● Document text:
******

Although the load adjustment nut 9 is typically in a substantially fixed position when supporting the load of the riser assembly 3, a means for rotating the load adjustment nut allows the load adjustment nut to be variably located along at least a portion of the length adjustment spool 5 especially when other support means carry the load of the riser assembly. The preferred means for rotating the load adjustment nut 9 include an electric or hydraulic motor 11 geared to provide sufficient torque to engage/disengage and rotate the threaded load adjustment nut through the chain drive 12 and sprocket 15. The motor-driven rotation causes axial translation of the load adjustment nut 9 along at least a portion of the length adjustment spool 5.

******

● Data section:

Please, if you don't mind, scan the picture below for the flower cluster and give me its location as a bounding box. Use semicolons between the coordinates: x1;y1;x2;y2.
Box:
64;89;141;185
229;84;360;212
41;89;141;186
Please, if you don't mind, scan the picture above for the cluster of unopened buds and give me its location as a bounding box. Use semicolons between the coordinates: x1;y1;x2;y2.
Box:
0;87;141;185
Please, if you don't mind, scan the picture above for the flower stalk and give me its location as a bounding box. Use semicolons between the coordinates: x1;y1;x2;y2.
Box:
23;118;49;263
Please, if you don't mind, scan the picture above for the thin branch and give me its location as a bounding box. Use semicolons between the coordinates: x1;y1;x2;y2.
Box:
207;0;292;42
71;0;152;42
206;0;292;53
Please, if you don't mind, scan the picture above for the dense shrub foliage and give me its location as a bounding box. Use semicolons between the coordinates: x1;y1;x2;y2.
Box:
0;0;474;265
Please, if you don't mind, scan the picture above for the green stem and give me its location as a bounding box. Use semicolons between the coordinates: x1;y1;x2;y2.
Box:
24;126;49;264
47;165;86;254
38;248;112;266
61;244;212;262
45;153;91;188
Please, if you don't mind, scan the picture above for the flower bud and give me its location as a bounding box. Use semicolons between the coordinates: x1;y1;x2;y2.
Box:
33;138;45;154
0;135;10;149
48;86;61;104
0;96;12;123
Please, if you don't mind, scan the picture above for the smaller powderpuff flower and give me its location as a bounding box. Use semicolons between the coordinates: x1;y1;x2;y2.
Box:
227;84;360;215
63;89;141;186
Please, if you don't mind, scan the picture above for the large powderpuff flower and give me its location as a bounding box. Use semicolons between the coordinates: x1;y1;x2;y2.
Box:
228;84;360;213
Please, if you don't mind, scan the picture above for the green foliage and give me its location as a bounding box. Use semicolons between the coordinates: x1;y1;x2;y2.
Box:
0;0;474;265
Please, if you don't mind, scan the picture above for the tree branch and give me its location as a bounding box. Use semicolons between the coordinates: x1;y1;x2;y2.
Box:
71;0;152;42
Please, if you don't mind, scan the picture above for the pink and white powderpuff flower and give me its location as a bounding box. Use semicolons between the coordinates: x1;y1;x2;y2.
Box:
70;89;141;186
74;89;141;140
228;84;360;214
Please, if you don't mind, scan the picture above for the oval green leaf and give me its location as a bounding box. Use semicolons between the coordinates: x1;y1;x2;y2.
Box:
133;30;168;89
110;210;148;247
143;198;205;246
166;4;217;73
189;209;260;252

******

Using the riser passage, decide whether each statement agrees with it, answering yes or no and quoting the deciding words: 1. The load adjustment nut usually stays in a substantially fixed position while it supports the riser assembly's load. 2. The preferred motor for rotating the nut is pneumatic. 3. The motor turns the nut by way of a chain drive and sprocket. The listing was taken from a separate source.

1. Yes: "typically in a substantially fixed position when supporting the load of the riser assembly"
2. No: "an electric or hydraulic motor 11"
3. Yes: "rotate the threaded load adjustment nut through the chain drive 12 and sprocket 15"